▶ [Article]
Cecilia Bartoli and Gianluca Capuano © Peter Fischli | Lucerne Festival
Cecilia Bartoli and Gianluca Capuano
© Peter Fischli | Lucerne Festival

A frequently-changing backdrop of costumes and props added a dimension of colour and staging to the configuration of musicians and their historically-informed instruments. Concertmaster Andres Gabetta introduced the epic story of Marc Antony and Cleopatra with his sublime violin in Johann Adolph Hasse’s Marc Antonia e Cleopatra, while Bartoli sat at a dressing table, stage left, to emerge as the Queen of Egypt. Decked out with Cleopatra’s commensurate pageboy and fringe, she sang Georg Frideric Handel’s “V’adoro, pupille” from Giulio Cesare in Egitto under an awning of huge ostrich feathers that her two attendants held over her head. While her delivery was sovereign, the fawning fellows and feathers made the performance seem something of a marriage between a superbly-delivered musical offer and an exaggerated costume ball.

▶ [Dataset extract]
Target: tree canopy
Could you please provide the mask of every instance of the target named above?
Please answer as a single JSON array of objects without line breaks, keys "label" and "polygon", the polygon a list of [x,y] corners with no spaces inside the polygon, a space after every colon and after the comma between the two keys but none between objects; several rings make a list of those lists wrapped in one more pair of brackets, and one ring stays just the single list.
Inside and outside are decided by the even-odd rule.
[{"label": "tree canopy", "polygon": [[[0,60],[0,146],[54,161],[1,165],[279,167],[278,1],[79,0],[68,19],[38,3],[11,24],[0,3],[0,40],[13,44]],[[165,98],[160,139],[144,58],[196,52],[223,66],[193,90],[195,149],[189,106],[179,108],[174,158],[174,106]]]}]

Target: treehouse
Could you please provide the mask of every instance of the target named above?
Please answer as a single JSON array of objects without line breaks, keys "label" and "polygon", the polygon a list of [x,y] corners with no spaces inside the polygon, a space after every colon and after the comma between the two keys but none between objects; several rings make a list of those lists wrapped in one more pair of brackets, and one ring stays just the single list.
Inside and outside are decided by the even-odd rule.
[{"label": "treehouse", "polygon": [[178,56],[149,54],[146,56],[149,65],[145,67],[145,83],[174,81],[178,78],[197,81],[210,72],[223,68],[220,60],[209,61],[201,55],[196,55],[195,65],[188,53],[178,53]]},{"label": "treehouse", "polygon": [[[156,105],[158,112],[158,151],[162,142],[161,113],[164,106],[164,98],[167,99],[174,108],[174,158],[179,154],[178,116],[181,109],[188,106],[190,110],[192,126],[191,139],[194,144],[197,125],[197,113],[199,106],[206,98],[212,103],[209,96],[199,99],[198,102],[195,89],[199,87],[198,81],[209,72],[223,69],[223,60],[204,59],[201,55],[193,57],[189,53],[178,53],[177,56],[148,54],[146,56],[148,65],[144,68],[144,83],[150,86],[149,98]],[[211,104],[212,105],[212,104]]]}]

▶ [Aim A]
Print the part of the Cecilia Bartoli passage above that begins at the words "A frequently-changing backdrop" and ends after the words "exaggerated costume ball.", copied word for word.
▶ [Aim B]
Pick up the passage about Cecilia Bartoli's concert where it stops and write the next part.

▶ [Task output A]
A frequently-changing backdrop of costumes and props added a dimension of colour and staging to the configuration of musicians and their historically-informed instruments. Concertmaster Andres Gabetta introduced the epic story of Marc Antony and Cleopatra with his sublime violin in Johann Adolph Hasse’s Marc Antonia e Cleopatra, while Bartoli sat at a dressing table, stage left, to emerge as the Queen of Egypt. Decked out with Cleopatra’s commensurate pageboy and fringe, she sang Georg Frideric Handel’s “V’adoro, pupille” from Giulio Cesare in Egitto under an awning of huge ostrich feathers that her two attendants held over her head. While her delivery was sovereign, the fawning fellows and feathers made the performance seem something of a marriage between a superbly-delivered musical offer and an exaggerated costume ball.

▶ [Task output B]
After an orchestral interlude for Georg Philipp Telemann’s spirited Concerto for trumpet, strings and basso continuo, Bartoli sang her signature “Lascia ch'io pianga” from Handel's Rinaldo in a new modus: one a tad heavier or deliberate than usual, but as quiet at its conclusion as a whisper or a prayer. For Handel’s “Desterì dall'empia dite” she stood between the orchestra’s fine soloists Thibaud Robinne (horn) and Pierluigi Fabretti (oboe), her body seeming almost electrified, her face beaming right through to the aria’s ending on a wholly inviting “si, si”.

Cecilia Bartoli, Gianluca Capuano and Les Musiciens du Prince-Monaco © Peter Fischli | Lucerne Festival
Cecilia Bartoli, Gianluca Capuano and Les Musiciens du Prince-Monaco
© Peter Fischli | Lucerne Festival

Bby contrast, she took the role of a hardy hunter/warrior whose loose-fitting blouse and waterfall collar were studded with sparkling sequins. Antonio Vivaldi’s melodic interlude was followed by Ruggiero’s aria in Orlando furioso, “Sol da te, mio dolce amore”, whose pacing was simply superb, the flute soloist seeming to be Pan himself on the stage. More amusing, if somewhat drawn out and verging on self-conscious, was the staging for Handel’s “Augelleti, che cantate” from Rinaldo. The model of a small bird on a long and bendable stick was paraded around the stage to preface the piece: pleasant enough, but a detail that went on far too long.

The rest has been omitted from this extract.